What to do: List each line of the material that contains the string "bush", matching case exactly.

[Stored data entries]
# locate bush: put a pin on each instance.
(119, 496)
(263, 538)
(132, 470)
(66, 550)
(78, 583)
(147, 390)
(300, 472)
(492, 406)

Expected answer:
# locate bush: put a pin on each instance.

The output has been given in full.